**ASSIGNED TASK**
Exact repetition is the task: copy every entry below.

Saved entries
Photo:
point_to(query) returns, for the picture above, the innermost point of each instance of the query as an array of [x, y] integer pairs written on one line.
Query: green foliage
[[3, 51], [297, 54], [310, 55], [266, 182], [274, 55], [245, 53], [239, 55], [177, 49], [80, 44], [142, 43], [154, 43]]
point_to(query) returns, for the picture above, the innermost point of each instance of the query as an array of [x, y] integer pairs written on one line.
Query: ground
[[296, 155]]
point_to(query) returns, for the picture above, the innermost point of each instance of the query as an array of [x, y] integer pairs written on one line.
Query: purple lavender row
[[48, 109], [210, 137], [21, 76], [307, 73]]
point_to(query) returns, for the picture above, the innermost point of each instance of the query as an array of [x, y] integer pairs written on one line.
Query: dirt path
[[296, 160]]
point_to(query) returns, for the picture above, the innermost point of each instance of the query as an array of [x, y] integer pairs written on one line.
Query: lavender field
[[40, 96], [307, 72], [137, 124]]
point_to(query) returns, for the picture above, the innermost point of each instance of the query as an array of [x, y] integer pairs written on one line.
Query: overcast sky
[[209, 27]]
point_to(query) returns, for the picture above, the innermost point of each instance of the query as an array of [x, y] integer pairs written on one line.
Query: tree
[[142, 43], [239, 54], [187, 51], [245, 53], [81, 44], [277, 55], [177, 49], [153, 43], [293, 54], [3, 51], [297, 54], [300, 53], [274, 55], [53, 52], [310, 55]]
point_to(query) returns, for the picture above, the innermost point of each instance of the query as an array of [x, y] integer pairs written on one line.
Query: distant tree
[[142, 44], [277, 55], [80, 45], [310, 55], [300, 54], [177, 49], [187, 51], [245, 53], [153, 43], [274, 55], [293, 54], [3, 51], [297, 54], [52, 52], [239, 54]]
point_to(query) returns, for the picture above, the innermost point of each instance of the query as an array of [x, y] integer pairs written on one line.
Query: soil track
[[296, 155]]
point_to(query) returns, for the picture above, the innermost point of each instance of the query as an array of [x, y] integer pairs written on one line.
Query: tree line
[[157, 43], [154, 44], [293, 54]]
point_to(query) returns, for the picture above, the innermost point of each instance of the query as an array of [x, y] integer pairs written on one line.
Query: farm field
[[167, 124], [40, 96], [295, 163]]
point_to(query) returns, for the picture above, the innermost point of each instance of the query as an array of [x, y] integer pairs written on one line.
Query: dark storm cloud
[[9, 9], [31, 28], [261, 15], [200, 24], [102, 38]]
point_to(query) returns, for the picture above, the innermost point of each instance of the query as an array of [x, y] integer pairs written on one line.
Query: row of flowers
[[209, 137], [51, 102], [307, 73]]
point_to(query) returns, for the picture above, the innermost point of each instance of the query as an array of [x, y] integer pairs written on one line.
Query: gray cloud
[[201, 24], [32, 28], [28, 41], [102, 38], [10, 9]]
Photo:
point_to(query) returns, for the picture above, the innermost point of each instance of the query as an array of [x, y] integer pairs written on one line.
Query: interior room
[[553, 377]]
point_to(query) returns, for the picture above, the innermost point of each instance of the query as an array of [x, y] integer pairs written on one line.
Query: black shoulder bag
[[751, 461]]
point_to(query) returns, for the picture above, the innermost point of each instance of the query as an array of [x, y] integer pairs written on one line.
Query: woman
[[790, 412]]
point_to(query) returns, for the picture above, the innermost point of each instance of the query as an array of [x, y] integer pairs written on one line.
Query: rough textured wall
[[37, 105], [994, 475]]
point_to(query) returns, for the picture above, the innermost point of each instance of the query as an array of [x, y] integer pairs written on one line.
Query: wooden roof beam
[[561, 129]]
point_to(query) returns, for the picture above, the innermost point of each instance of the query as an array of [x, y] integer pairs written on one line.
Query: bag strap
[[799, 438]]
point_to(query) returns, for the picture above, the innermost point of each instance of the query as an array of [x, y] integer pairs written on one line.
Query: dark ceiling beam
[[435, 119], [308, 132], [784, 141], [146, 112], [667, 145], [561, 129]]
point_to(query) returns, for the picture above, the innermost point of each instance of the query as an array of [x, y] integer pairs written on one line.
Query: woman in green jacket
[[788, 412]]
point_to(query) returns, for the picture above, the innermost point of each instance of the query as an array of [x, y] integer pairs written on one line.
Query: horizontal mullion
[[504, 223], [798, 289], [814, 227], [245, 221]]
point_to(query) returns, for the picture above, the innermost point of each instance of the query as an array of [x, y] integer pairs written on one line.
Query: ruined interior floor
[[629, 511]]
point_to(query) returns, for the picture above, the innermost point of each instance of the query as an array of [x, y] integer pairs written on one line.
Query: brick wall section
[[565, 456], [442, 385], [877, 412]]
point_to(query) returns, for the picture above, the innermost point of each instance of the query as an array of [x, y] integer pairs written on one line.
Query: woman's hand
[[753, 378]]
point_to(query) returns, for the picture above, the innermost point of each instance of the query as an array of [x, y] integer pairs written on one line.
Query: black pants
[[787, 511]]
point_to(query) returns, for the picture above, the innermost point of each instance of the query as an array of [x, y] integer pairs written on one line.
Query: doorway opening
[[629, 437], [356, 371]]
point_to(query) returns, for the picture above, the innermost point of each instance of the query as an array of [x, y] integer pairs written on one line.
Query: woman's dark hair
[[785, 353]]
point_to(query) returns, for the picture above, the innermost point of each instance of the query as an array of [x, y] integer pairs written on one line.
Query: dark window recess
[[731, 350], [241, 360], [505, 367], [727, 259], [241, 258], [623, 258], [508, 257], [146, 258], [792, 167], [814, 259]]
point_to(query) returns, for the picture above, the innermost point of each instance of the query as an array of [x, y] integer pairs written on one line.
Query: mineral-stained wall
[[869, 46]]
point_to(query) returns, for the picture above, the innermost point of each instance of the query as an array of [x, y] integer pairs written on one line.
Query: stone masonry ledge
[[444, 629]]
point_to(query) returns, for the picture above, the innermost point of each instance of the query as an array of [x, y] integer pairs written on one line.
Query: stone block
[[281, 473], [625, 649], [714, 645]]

**COMPLETED TASK**
Photo:
point_to(query) returns, for the picture above, the innermost point of each instance of the query as an array of [x, y] integer pairs written on one line.
Query: green foliage
[[3, 51], [297, 54], [310, 55], [266, 182], [274, 55], [245, 53], [239, 55], [177, 49], [80, 44], [142, 43], [154, 43]]
point_to(query) returns, for the picture above, the innermost point of each instance of the query as an array of [x, y] integer pairs written on one line.
Query: ground
[[296, 155]]
point_to(query) returns, for the picture above, the innermost point of each instance of the query as an array of [x, y] integer pairs written on one line.
Query: purple lavender row
[[48, 109], [210, 137], [21, 76], [307, 73]]
point_to(query) returns, for the picture above, the innermost point of each instance of the query as an array of [x, y] integer pairs written on one line.
Query: dirt path
[[296, 160]]
point_to(query) returns, for the picture above, the innermost point of each instance of the query as an array of [x, y] integer pairs written on one line.
Query: lavender field
[[40, 96], [307, 72], [137, 124]]
point_to(query) returns, for the picture above, the innermost point of each instance of the query as an array of [x, y] integer pairs written on one line.
Query: overcast sky
[[209, 27]]
point_to(query) returns, for the picture above, the innermost point of each instance of the query as an array of [x, y] integer pairs written on one line.
Query: tree
[[142, 43], [239, 54], [187, 51], [245, 53], [81, 44], [277, 55], [177, 49], [153, 43], [293, 54], [3, 51], [297, 54], [300, 53], [274, 55], [53, 52], [310, 55]]
point_to(query) returns, for the picture above, the innermost point of each instance of the query as an array of [x, y] integer pairs written on one line.
Query: distant tree
[[142, 44], [277, 55], [80, 45], [310, 55], [300, 54], [177, 49], [187, 51], [245, 53], [153, 43], [274, 55], [293, 54], [3, 51], [297, 54], [52, 52], [239, 54]]
point_to(query) returns, for the picture above, the innermost point of each instance of the query as an array of [x, y] integer pairs written on one line.
Query: soil track
[[296, 155]]
point_to(query) returns, for the picture above, the innermost point of each instance of the query as an array of [x, y] integer pairs written on one line.
Query: tree line
[[157, 43], [154, 44], [293, 54]]
point_to(query) returns, for the picture above, the innermost point of each instance of the query as an array of [x, y] integer pairs written on one line.
Query: farm field
[[167, 124], [40, 96], [295, 163]]
point_to(query) returns, for the picture above, the innermost point of each instance of the query as an array of [x, y] integer pairs written on one line.
Query: dark storm cloud
[[9, 9], [31, 28], [261, 15], [200, 24], [102, 38]]
point_to(query) returns, for the picture above, the innermost point of each instance of the query as an array of [x, y] integer pairs written on one line.
Query: row of flowers
[[209, 137], [51, 102], [307, 73]]
point_to(query) returns, for the picture above, the innermost point of each instance of the query as an array of [x, y] integer pairs written on one line.
Query: gray cloud
[[201, 24], [32, 28], [28, 41], [102, 38], [10, 9]]
Photo:
point_to(query) returns, for the picture above, the innermost point of each instance of the query as an array of [x, y] integer pairs written on one line.
Query: interior room
[[553, 377]]
point_to(query) returns, for the picture above, the innermost point of each instance of the query as an array of [x, y] integer pairs written on one line.
Query: black shoulder bag
[[751, 461]]
point_to(query) returns, for the picture above, the innermost point of each instance of the query as an array of [x, y] integer pairs written on one line.
Query: woman
[[790, 412]]
point_to(query) returns, for the picture above, the innermost point of each instance of the query as an array of [x, y] integer pairs written on one line.
Query: rough textured wall
[[37, 105], [994, 475]]
point_to(query) returns, for the picture above, the innermost point of each instance of the query as an array of [x, y] integer pairs written on one line.
Query: wooden roof beam
[[561, 129]]
point_to(query) returns, for the picture above, the innermost point of each instance of the query as an array of [x, y] integer pairs written on one line.
Query: bag strap
[[799, 438]]
point_to(query) returns, for the picture above, the innermost point of each instance of the query as an array of [x, y] integer pairs written on one line.
Query: dark ceiling beam
[[435, 119], [308, 132], [784, 141], [146, 112], [667, 145], [561, 129]]
point_to(query) returns, for the picture above, the innermost point of each instance of the query as an array of [x, y] integer pairs written on one line.
Query: woman in green jacket
[[788, 412]]
point_to(query) returns, for the picture above, the innermost point of each instance of the query as an array of [x, y] integer pairs written on one line.
Query: horizontal mullion
[[504, 223], [798, 289], [814, 227], [245, 221]]
point_to(query) returns, for the picture above, the innermost point of each instance of the query as an array of [x, y] integer pairs written on one line.
Query: ruined interior floor
[[629, 511]]
point_to(query) returns, for the picture above, the innermost point of each instance of the query as an array of [x, y] integer pairs written on one line.
Query: brick wall section
[[565, 456], [442, 385], [877, 412]]
point_to(query) returns, for the picture above, the innermost point of each instance of the query as an array of [x, y] integer pairs written on one line.
Query: woman's hand
[[753, 378]]
point_to(query) returns, for the picture above, the innermost point of each instance of the query as an array of [x, y] integer pairs written on one line.
Query: black pants
[[787, 511]]
point_to(query) returns, for the picture above, the innermost point of each instance of the query as an array of [x, y] integer pairs written on one line.
Query: doorway opening
[[629, 437], [356, 371]]
point_to(query) returns, for the picture above, the innermost point of each instance of the query as an array of [x, y] integer pairs written on one line.
Query: woman's dark hair
[[785, 353]]
point_to(query) returns, for the picture above, the innermost point of each instance of the query as an array of [x, y] integer pairs written on one line.
Query: dark window recess
[[731, 350], [241, 360], [505, 367], [727, 259], [241, 258], [623, 258], [508, 257], [146, 258], [792, 167], [814, 259]]
point_to(query) returns, for the picture above, the innermost point of each instance of the query as an array of [x, y] integer pairs written on one line.
Query: mineral-stained wall
[[869, 46]]
point_to(query) returns, for the picture above, the innermost point of each instance of the query as an array of [x, y] integer pairs written on one line.
Query: stone masonry ledge
[[444, 629]]
point_to(query) returns, for the picture above, the innermost point of each instance of the query as an array of [x, y] integer pairs written on one line.
Query: stone block
[[281, 473], [625, 649], [714, 645]]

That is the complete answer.